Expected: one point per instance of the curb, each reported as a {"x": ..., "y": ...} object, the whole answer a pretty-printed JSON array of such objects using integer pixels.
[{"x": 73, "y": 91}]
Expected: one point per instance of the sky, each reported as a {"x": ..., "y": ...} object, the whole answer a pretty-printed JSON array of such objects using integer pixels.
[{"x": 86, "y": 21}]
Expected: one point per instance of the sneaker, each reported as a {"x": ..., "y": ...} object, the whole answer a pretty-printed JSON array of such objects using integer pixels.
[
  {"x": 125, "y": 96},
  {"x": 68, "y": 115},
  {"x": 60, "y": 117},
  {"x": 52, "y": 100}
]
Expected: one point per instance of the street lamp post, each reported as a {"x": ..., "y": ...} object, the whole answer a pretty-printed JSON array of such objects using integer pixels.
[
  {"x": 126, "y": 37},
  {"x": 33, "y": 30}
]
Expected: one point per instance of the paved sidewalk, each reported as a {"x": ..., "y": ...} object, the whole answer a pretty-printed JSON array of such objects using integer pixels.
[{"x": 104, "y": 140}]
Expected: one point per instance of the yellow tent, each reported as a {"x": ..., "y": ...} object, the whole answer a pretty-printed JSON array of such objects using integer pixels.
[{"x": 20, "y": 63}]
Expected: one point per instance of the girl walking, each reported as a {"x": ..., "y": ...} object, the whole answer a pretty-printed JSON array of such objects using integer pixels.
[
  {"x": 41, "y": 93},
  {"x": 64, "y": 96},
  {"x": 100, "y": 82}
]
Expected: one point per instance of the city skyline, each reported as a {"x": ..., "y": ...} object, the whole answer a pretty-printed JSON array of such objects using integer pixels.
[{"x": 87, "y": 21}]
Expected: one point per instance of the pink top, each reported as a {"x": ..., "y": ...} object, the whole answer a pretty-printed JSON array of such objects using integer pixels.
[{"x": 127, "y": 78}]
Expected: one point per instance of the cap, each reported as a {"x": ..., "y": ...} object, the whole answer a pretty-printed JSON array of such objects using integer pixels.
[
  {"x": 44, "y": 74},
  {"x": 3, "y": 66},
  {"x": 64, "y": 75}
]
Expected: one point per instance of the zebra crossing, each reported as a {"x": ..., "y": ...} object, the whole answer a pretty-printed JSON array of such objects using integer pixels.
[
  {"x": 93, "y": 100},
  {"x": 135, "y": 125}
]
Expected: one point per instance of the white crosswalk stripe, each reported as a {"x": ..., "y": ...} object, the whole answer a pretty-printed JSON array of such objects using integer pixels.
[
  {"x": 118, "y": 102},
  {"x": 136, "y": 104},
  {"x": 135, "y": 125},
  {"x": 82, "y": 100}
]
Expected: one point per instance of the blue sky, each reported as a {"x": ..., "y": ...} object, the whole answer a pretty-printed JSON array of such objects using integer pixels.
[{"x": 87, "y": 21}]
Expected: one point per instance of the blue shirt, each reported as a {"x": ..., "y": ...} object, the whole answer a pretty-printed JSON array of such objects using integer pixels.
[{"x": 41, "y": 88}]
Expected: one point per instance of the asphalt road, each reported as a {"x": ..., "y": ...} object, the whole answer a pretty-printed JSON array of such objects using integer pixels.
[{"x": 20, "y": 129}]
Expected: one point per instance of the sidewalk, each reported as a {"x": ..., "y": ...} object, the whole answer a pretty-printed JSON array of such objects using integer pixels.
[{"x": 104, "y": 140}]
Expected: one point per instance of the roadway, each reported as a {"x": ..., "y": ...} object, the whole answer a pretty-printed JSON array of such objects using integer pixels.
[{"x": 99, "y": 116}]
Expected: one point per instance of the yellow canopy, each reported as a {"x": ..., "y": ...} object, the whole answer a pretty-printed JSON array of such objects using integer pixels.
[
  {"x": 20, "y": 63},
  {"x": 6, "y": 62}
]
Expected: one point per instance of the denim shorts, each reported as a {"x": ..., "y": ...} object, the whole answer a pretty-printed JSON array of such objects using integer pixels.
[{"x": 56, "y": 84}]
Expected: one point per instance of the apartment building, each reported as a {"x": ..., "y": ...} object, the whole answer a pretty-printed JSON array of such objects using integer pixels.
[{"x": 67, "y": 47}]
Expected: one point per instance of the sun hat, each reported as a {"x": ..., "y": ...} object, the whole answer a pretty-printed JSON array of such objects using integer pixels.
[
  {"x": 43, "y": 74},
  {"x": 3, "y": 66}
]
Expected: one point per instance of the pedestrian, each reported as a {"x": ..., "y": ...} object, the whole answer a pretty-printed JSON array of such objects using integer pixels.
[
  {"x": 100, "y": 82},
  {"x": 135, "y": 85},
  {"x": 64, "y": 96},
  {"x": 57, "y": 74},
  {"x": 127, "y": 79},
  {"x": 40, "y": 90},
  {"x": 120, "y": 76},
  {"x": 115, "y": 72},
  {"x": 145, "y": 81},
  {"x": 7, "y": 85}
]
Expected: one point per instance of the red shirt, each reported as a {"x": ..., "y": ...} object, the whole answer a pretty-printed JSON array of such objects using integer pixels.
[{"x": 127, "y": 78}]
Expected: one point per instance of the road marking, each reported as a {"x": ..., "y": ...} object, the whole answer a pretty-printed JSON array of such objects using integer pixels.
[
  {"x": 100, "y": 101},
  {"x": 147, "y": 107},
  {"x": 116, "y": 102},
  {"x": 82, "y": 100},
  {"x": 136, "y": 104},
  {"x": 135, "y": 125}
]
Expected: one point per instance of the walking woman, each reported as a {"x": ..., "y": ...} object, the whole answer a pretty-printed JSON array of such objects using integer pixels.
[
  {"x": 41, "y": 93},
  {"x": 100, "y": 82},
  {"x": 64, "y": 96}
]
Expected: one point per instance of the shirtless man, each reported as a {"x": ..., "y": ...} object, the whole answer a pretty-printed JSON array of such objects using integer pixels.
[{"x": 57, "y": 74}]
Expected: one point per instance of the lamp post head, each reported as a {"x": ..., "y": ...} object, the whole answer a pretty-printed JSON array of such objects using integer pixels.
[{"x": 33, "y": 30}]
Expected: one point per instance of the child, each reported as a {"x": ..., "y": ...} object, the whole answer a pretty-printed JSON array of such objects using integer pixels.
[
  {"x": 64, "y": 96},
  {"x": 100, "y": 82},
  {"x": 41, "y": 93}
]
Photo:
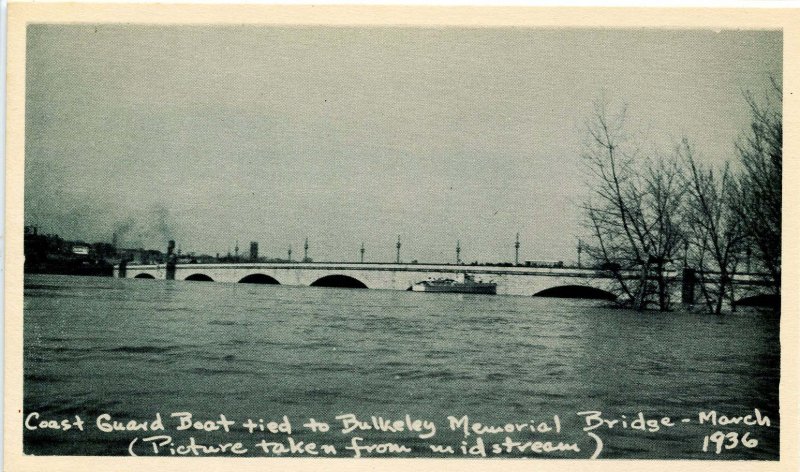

* **WHAT IS EXPECTED**
Return each line of the material above that contains the string "blue", copied in full and in its original order.

* **COMPLETED EXERCISE**
Expected: one point per instance of the blue sky, each reported as a {"x": ..., "y": ...} object, the whole answer a pretty-printed JSON array of such objects using integer pixels.
Expected: one point per instance of the blue shirt, each reported as a {"x": ..., "y": ...} object, the whole answer a pretty-printed JSON array of such objects using integer pixels.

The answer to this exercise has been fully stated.